TASK GOAL
Filter the records below, copying every line that contains the string "white". Treat uppercase and lowercase as distinct.
————————
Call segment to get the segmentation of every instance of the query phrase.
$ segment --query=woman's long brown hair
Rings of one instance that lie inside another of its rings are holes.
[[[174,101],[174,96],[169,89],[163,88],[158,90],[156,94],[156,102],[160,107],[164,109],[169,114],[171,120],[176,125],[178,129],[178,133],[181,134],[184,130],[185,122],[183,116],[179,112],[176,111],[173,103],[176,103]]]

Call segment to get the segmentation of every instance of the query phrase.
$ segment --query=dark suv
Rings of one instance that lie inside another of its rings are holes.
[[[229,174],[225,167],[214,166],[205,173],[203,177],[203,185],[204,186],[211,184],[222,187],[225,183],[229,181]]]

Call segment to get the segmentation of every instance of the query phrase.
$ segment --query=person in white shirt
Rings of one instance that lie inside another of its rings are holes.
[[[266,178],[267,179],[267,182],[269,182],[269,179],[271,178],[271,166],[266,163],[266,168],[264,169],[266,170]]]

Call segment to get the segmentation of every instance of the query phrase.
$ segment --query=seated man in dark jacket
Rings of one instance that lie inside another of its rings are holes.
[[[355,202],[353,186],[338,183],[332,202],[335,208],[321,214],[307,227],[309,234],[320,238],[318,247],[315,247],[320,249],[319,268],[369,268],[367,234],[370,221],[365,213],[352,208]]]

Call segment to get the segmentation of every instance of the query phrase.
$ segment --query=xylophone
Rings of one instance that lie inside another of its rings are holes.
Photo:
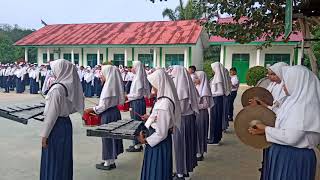
[[[144,130],[144,122],[124,119],[87,129],[87,136],[134,140]]]
[[[0,117],[28,124],[29,119],[43,121],[45,104],[42,102],[23,105],[8,105],[0,107]]]

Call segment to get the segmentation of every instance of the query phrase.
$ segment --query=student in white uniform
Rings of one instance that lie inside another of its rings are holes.
[[[184,179],[198,165],[196,115],[199,114],[199,94],[183,66],[174,66],[171,75],[181,107],[181,128],[173,134],[176,179]]]
[[[228,119],[229,121],[233,121],[233,111],[234,111],[234,100],[237,97],[238,89],[239,89],[239,78],[237,76],[237,69],[235,67],[230,69],[230,77],[231,77],[231,94],[229,96],[229,113]]]
[[[140,61],[133,61],[132,72],[134,78],[130,88],[130,93],[126,96],[130,102],[132,113],[131,119],[141,121],[141,117],[137,114],[146,114],[145,97],[150,96],[150,85],[143,64]],[[141,152],[142,146],[138,141],[134,141],[133,145],[127,149],[127,152]]]
[[[181,110],[177,90],[172,79],[159,69],[148,76],[157,94],[157,102],[145,126],[148,133],[138,138],[146,144],[141,180],[172,179],[172,137],[173,128],[180,128]]]
[[[207,139],[209,130],[209,111],[213,106],[212,93],[207,75],[203,71],[196,71],[200,83],[196,86],[200,95],[199,114],[197,114],[197,159],[203,161],[203,154],[207,152]]]
[[[125,101],[123,82],[121,73],[117,67],[112,65],[102,66],[102,81],[104,86],[101,92],[99,104],[93,108],[86,109],[86,113],[100,114],[101,123],[121,120],[120,111],[117,105]],[[102,138],[102,160],[96,165],[97,169],[112,170],[116,168],[115,160],[118,155],[123,153],[123,144],[121,139]]]
[[[226,69],[219,62],[211,64],[214,76],[210,82],[214,106],[210,110],[210,132],[208,144],[219,145],[223,125],[226,123],[224,99],[231,93],[231,80]]]
[[[287,63],[279,62],[276,63],[268,68],[268,78],[270,79],[271,83],[267,87],[268,91],[271,92],[273,96],[273,106],[271,110],[277,113],[278,109],[280,108],[281,104],[286,99],[286,94],[283,91],[283,81],[282,81],[282,68],[288,66]]]
[[[257,124],[253,135],[272,143],[263,180],[314,180],[320,143],[320,82],[306,67],[282,68],[288,96],[277,113],[275,127]],[[316,150],[318,151],[318,150]]]
[[[50,62],[56,77],[46,96],[40,180],[72,180],[72,123],[70,114],[83,112],[84,97],[76,67],[59,59]]]

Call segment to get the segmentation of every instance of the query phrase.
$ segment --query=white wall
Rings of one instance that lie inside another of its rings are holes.
[[[192,46],[192,64],[197,67],[198,70],[203,70],[203,45],[202,40],[199,38],[197,44]]]

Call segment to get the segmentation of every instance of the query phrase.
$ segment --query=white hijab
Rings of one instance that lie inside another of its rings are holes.
[[[158,69],[148,76],[148,80],[152,86],[157,88],[157,98],[167,97],[174,103],[175,111],[173,114],[174,125],[180,129],[181,126],[181,107],[177,94],[177,89],[171,77],[165,72],[164,69]],[[157,102],[156,102],[157,103]],[[154,106],[157,109],[168,110],[164,105]]]
[[[123,104],[125,101],[122,77],[119,69],[112,65],[102,66],[102,75],[106,81],[103,85],[100,99],[117,97],[118,104]]]
[[[176,86],[179,100],[188,99],[191,109],[199,113],[199,94],[186,68],[179,65],[173,66],[171,75],[174,77],[173,82]]]
[[[55,83],[63,84],[68,91],[68,100],[71,102],[71,113],[83,113],[84,96],[82,85],[79,80],[77,67],[71,62],[58,59],[50,62],[53,75],[56,77]]]
[[[276,127],[320,133],[320,82],[304,66],[284,67],[289,96],[279,109]]]
[[[210,85],[218,86],[218,84],[221,83],[223,88],[223,94],[228,96],[231,93],[232,88],[231,77],[229,75],[228,70],[224,68],[220,62],[212,63],[211,68],[214,71],[214,76],[210,82]]]
[[[130,88],[130,94],[137,94],[140,89],[143,89],[144,96],[150,96],[150,85],[147,79],[147,73],[144,70],[143,64],[140,61],[133,61],[133,66],[135,69],[135,76],[132,80],[132,85]]]
[[[275,112],[278,111],[276,108],[277,105],[281,105],[287,96],[286,93],[283,91],[283,77],[282,77],[282,68],[288,66],[287,63],[279,62],[269,67],[271,71],[273,71],[281,80],[281,83],[278,84],[276,82],[271,82],[269,86],[267,87],[268,91],[271,92],[273,99],[274,99],[274,105],[275,107],[272,108]]]

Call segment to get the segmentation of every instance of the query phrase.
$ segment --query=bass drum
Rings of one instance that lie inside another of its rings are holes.
[[[263,88],[267,89],[267,87],[269,86],[270,83],[271,83],[271,81],[269,80],[269,78],[265,77],[265,78],[262,78],[258,81],[258,83],[256,84],[256,87],[263,87]]]

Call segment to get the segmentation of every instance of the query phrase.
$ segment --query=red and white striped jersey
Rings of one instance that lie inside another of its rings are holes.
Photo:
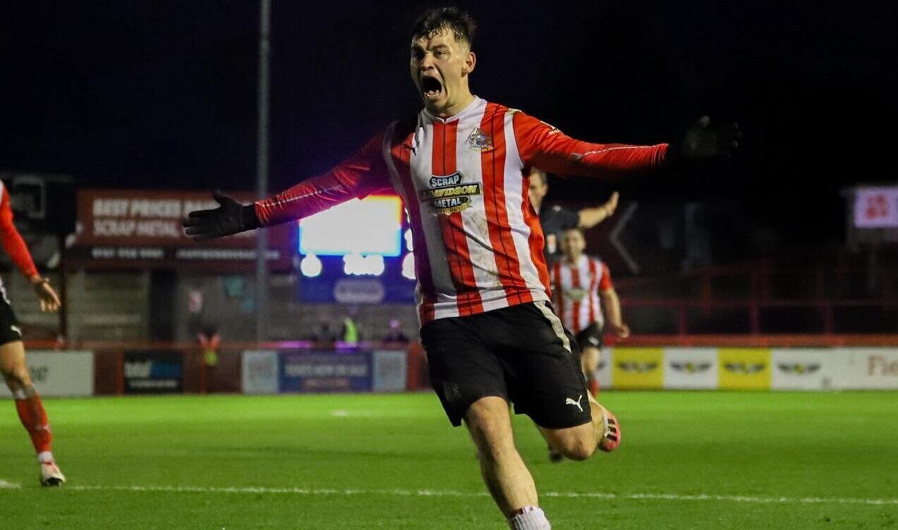
[[[604,326],[599,291],[613,289],[605,264],[585,255],[576,265],[559,259],[552,265],[552,289],[555,309],[565,327],[577,334],[594,322]]]
[[[10,205],[9,190],[3,182],[0,182],[0,242],[22,275],[31,279],[38,274],[38,268],[34,266],[34,261],[31,259],[31,253],[28,251],[24,239],[13,224],[13,207]],[[0,281],[0,291],[3,291],[3,281]],[[3,291],[3,296],[5,298],[5,291]]]
[[[262,226],[392,189],[411,224],[418,317],[464,317],[550,299],[531,167],[612,177],[664,164],[667,144],[575,140],[480,98],[451,117],[427,109],[391,124],[327,173],[255,204]],[[359,220],[364,222],[364,220]]]

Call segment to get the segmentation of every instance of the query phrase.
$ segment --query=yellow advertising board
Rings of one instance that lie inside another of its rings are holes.
[[[770,387],[768,348],[721,348],[718,351],[721,390],[767,390]]]
[[[621,389],[663,388],[664,349],[614,348],[612,386]]]

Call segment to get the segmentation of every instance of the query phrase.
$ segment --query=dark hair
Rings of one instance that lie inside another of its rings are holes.
[[[477,22],[461,7],[433,7],[424,12],[411,27],[412,39],[430,38],[444,30],[455,36],[455,40],[465,41],[469,47],[474,43]]]

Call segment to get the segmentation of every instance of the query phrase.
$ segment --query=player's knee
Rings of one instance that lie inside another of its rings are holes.
[[[3,377],[11,387],[24,387],[31,384],[31,376],[24,367],[4,369]]]
[[[555,444],[555,450],[570,460],[585,460],[595,452],[595,440],[585,436],[566,436]]]
[[[514,447],[507,404],[504,400],[499,404],[479,401],[471,404],[465,414],[465,423],[481,456],[498,457],[509,447]]]

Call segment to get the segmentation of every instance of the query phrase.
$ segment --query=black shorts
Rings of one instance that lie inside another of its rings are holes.
[[[583,352],[586,348],[602,349],[602,326],[598,322],[594,322],[577,334],[577,345]]]
[[[421,328],[421,343],[430,382],[456,427],[488,395],[547,429],[591,421],[577,343],[546,302],[439,318]]]
[[[0,345],[22,340],[19,319],[15,317],[13,306],[9,305],[6,291],[0,286]]]

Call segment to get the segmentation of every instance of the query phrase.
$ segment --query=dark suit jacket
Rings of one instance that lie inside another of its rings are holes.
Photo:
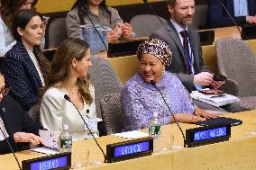
[[[38,56],[37,59],[45,75],[41,59]],[[22,42],[18,41],[5,54],[2,72],[6,84],[11,87],[11,94],[23,110],[28,111],[39,101],[38,91],[42,85],[36,67]]]
[[[234,17],[233,0],[222,0],[230,14],[238,25],[246,23],[245,16]],[[248,0],[249,15],[256,14],[256,0]],[[208,21],[209,28],[233,26],[233,22],[219,3],[219,0],[208,0]]]
[[[14,134],[15,132],[29,132],[38,135],[40,125],[34,122],[21,105],[8,94],[0,103],[0,114],[9,134],[8,140],[13,149],[14,151],[27,149],[29,144],[15,143]],[[7,142],[5,140],[0,141],[0,154],[10,152]]]
[[[188,28],[188,34],[190,44],[192,44],[195,74],[198,74],[203,71],[209,72],[209,70],[205,67],[202,59],[202,48],[198,33],[196,31]],[[169,67],[166,67],[166,70],[174,73],[180,79],[187,91],[191,92],[194,89],[194,76],[185,74],[185,53],[183,50],[183,46],[178,38],[178,34],[170,21],[151,35],[151,38],[162,40],[169,45],[172,51],[172,62]]]

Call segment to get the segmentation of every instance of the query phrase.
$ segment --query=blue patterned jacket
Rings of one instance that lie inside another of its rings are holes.
[[[38,56],[36,58],[44,76],[46,71],[41,59]],[[5,54],[2,63],[2,72],[5,83],[11,87],[11,94],[23,110],[29,110],[39,101],[38,92],[42,87],[42,84],[33,62],[21,41]]]

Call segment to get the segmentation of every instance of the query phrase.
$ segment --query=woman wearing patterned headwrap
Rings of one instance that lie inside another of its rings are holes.
[[[215,118],[215,115],[196,108],[179,79],[165,72],[165,67],[171,64],[172,58],[167,43],[149,39],[140,44],[137,57],[141,69],[126,82],[121,94],[123,131],[147,128],[153,112],[159,113],[161,125],[174,122],[159,90],[178,121],[197,122]]]

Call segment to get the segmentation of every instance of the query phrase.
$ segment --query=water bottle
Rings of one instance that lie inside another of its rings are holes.
[[[64,124],[62,130],[59,138],[59,152],[71,152],[72,136],[69,133],[69,125]]]
[[[160,134],[160,123],[158,120],[158,112],[153,112],[153,119],[149,125],[149,135],[158,139]]]

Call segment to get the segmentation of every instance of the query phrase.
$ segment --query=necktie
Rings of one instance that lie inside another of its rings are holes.
[[[183,37],[183,48],[184,51],[187,53],[186,57],[184,58],[184,62],[185,62],[185,67],[186,67],[186,74],[190,75],[191,74],[191,68],[189,67],[189,62],[188,58],[190,58],[189,56],[189,47],[188,47],[188,35],[187,35],[187,31],[180,31],[181,36]]]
————————
THE REPLY
$ segment --query=person in white shirt
$ segment --query=student in white uniform
$ segment --query=white wall
$ segment --query=white hijab
$ segment --query=red and white striped jersey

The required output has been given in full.